### Supplied material ###
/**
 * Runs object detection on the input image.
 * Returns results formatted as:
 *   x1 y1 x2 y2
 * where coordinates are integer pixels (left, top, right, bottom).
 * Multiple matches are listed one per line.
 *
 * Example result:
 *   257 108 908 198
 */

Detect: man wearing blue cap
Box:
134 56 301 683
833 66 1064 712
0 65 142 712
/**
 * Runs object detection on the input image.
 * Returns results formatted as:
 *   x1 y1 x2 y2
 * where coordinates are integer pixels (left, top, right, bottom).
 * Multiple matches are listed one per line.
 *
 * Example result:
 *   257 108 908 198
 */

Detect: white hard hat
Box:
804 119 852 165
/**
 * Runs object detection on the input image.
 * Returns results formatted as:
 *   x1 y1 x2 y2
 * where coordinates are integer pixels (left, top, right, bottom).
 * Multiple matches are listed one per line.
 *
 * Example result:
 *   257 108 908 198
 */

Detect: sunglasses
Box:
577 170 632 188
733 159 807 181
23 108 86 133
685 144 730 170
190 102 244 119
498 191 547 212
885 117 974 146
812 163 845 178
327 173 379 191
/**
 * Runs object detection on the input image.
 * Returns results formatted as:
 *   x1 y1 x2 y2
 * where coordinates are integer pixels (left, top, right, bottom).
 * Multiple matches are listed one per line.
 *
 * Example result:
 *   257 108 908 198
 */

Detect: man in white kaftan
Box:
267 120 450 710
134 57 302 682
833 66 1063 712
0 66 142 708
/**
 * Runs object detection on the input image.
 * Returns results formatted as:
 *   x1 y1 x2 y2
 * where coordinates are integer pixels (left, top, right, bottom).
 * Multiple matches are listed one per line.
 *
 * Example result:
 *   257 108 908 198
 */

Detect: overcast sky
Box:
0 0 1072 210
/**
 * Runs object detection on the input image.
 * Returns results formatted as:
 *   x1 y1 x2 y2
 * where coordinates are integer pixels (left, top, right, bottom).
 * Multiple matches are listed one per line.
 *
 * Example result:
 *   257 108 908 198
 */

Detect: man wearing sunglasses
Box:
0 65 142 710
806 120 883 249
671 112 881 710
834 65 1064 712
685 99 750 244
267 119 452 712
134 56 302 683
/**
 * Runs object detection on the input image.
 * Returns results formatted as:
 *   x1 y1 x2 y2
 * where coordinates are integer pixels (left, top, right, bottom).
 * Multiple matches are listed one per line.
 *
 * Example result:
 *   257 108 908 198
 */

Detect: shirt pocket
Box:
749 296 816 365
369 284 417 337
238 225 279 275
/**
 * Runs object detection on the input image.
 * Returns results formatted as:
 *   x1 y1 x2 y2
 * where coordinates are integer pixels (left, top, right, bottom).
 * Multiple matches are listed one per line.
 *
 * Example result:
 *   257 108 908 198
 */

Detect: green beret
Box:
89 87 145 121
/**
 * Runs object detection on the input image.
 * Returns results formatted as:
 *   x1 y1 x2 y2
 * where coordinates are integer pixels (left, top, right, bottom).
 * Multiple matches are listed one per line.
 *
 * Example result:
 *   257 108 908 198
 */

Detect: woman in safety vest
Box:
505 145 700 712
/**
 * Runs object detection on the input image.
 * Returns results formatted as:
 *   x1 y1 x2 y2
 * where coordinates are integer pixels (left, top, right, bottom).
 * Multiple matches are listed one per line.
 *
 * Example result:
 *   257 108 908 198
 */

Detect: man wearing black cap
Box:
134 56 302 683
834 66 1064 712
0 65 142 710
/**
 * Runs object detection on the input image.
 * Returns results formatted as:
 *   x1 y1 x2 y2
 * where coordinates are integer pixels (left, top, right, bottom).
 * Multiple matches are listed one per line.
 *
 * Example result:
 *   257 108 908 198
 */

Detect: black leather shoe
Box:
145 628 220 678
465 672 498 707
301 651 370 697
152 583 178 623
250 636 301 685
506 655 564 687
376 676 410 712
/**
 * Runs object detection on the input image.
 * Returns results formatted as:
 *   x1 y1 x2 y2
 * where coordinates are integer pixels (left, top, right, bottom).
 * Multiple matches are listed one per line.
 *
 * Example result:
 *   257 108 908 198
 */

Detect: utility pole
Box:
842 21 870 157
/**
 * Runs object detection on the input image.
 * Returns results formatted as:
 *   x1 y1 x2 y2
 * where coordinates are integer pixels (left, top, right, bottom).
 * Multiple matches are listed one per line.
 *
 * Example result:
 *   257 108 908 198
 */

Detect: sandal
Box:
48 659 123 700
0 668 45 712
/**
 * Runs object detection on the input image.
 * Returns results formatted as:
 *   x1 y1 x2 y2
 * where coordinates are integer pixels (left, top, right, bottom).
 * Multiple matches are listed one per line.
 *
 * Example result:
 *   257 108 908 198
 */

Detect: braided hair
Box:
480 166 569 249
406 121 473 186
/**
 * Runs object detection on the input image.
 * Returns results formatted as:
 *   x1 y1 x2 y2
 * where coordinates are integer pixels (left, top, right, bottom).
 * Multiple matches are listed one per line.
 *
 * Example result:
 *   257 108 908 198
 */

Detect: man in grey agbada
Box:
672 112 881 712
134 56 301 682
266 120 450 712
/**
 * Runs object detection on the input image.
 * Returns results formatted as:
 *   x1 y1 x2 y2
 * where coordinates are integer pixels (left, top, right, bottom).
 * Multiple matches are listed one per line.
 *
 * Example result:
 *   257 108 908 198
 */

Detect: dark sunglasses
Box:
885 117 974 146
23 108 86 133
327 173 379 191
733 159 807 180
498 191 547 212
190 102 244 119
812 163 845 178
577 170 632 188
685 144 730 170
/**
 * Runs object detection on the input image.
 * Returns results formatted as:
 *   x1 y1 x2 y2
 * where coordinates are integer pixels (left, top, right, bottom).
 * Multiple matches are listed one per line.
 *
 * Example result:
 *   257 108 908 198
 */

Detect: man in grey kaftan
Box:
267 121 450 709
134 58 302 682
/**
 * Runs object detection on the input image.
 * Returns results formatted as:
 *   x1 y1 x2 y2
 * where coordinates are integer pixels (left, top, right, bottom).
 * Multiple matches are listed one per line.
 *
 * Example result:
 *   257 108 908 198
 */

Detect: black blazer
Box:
###
### What you have to do
Quote all of the items above word for word, keeping every line in its original form.

### Solved exercise
/**
 * Runs object detection on the input image.
 * Returns results formatted as:
 *   x1 y1 x2 y2
 * where coordinates are integer pixels (left, top, right, bottom).
 * Multiple matches are listed one per line.
 *
 * Example result:
 *   257 108 908 198
 */

Detect: man wearing blue cap
Box:
134 56 301 683
833 66 1064 712
0 65 142 712
/**
 * Runs object detection on the input image.
 * Returns results formatted as:
 *   x1 y1 x2 y2
 * where coordinates are integer pixels (left, top, right, bottom).
 * Multiple matches are listed one per line.
 *
 * Example result:
 *   257 108 908 198
 */

Detect: white hard hat
Box:
804 119 852 165
/**
 * Runs object detection on the input image.
 * Returns results formatted as:
 *   x1 y1 x2 y2
 * where coordinates are integer pixels (left, top, right, bottom).
 * Multiple matches are listed one per line.
 *
 * Example result:
 *   257 108 908 198
 */

Detect: sunglasses
Box:
577 170 632 188
733 159 807 181
23 108 86 133
685 144 730 170
190 102 244 119
498 191 547 212
885 117 974 146
812 163 845 178
327 173 379 191
/**
 * Runs object detection on the input image.
 * Returns results formatted as:
 *   x1 y1 x2 y2
 * where coordinates are integer pixels (left, top, right, bottom).
 * Multiple matches are listed one per line.
 *
 * Example result:
 *   257 108 908 198
 */

Detect: man in white kaftan
Box:
267 120 450 710
134 57 302 682
833 66 1063 712
0 66 142 708
/**
 * Runs object detection on the input image.
 * Returns results formatted as:
 *   x1 y1 x2 y2
 * where coordinates are integer pixels (left, top, right, bottom).
 * Multiple matches are listed one per line.
 *
 * Example result:
 *   257 108 908 198
 */

Detect: overcast sky
Box:
0 0 1072 210
/**
 * Runs object detection on the input image.
 * Returns results formatted as:
 *   x1 y1 x2 y2
 * where coordinates are integer pixels (left, top, right, bottom).
 * Multiple matches are listed one per line.
 *
 * Example result:
 *   257 108 908 198
 */

Detect: man wearing sunglasses
Box:
0 65 142 710
806 120 883 249
671 112 881 710
834 65 1064 712
685 99 750 244
267 119 452 712
134 56 302 683
/**
 * Runs object detection on the input image.
 * Returns results formatted as:
 *   x1 y1 x2 y2
 * where coordinates are integer pixels (left, top, right, bottom).
 * Multiple matches are listed one per line.
 *
 * Example result:
 *   257 108 908 198
 */

Detect: shirt pocket
Box:
749 296 816 365
369 284 417 337
238 225 279 275
/**
 * Runs object detection on the input image.
 * Returns results formatted as:
 *   x1 y1 x2 y2
 * where coordinates are integer pixels (left, top, right, bottom).
 * Multiple matches are listed one per line.
 *
 * Example result:
 *   257 108 908 198
 */

Detect: green beret
Box:
89 87 145 121
/**
 * Runs object detection on the input image.
 * Returns results formatted as:
 *   x1 y1 x2 y2
 * where coordinates are integer pixels (left, top, right, bottom).
 * Multiple matches are listed one per line.
 *
 * Example result:
 *   257 108 908 198
 */

Detect: woman in safety vest
Box:
505 145 700 712
/**
 * Runs object detection on the input image.
 * Returns results formatted as:
 *   x1 y1 x2 y2
 * where coordinates are integer pixels (left, top, right, bottom).
 * Multiple matches are listed one per line.
 *
 * Example result:
 *   257 108 908 198
 */

Detect: man wearing black cap
Box:
134 56 302 683
834 66 1064 712
0 65 142 710
/**
 * Runs object detection on the input image.
 * Returns results formatted as:
 *   x1 y1 x2 y2
 * where coordinates are integer pixels (left, top, right, bottom).
 * Multiple matches are listed one per line.
 *
 * Example result:
 *   257 108 908 198
 */

Detect: black leather shoe
Box:
145 628 220 678
465 672 498 707
301 651 370 697
152 583 178 623
250 636 301 685
506 655 564 687
376 676 410 712
/**
 * Runs object detection on the input image.
 * Returns results formatted as:
 *   x1 y1 x2 y2
 * where coordinates are integer pixels (left, top, right, bottom).
 * Multiple matches are listed one per line.
 *
 * Example result:
 *   257 108 908 198
 */

Detect: utility pole
Box:
842 21 870 157
/**
 * Runs object detection on the input image.
 * Returns results formatted as:
 *   x1 y1 x2 y2
 * where coordinates are integer pixels (left, top, right, bottom).
 * Multiple matches are listed one per line.
 *
 * Example result:
 *   257 108 908 198
 */

Detect: sandal
Box:
48 659 123 700
0 668 45 712
/**
 * Runs object detection on the input image.
 * Returns results formatted as:
 *   x1 y1 x2 y2
 * where coordinates are integer pixels (left, top, right, bottom).
 * Multiple matches are listed one per line.
 *
 * Example result:
 *   257 108 908 198
 */

Detect: braided hair
Box:
480 166 569 249
406 121 473 186
/**
 * Runs object detection on the input image.
 * Returns results formatted as:
 *   x1 y1 x2 y2
 * where coordinates are integer pixels (left, top, right, bottom).
 * Multiple matches are listed one per line.
 *
 * Example result:
 *   257 108 908 198
 */

Detect: man in grey agbada
Box:
672 112 881 712
134 56 301 682
266 120 450 712
/**
 * Runs object detection on the input image.
 * Returns results formatted as:
 *   x1 y1 x2 y2
 * where coordinates are integer pixels (left, top, right, bottom).
 * Multiple matches are listed one per line.
 *
 * Example result:
 *   257 108 908 198
 */

Detect: dark sunglasses
Box:
885 117 974 146
23 108 86 133
327 173 379 191
733 159 807 180
498 191 547 212
190 102 244 119
812 163 845 178
577 170 632 188
685 144 730 170
/**
 * Runs object detection on the input image.
 * Returns results formatted as:
 *   x1 y1 x2 y2
 * where coordinates are integer pixels (left, top, right, bottom).
 * Multiple matches are listed one per line.
 *
 * Example result:
 *   257 108 908 198
 */

Detect: man in grey kaftan
Box:
267 121 450 709
134 58 302 682
/**
 * Runs object detection on the input image.
 * Returns results formatted as:
 *   x1 y1 x2 y2
 * where coordinates are integer pixels (left, top, right, bottom).
 * Multiple matches are listed one per line.
 *
 * Example result:
 *   257 108 908 198
 */

Detect: black blazer
Box:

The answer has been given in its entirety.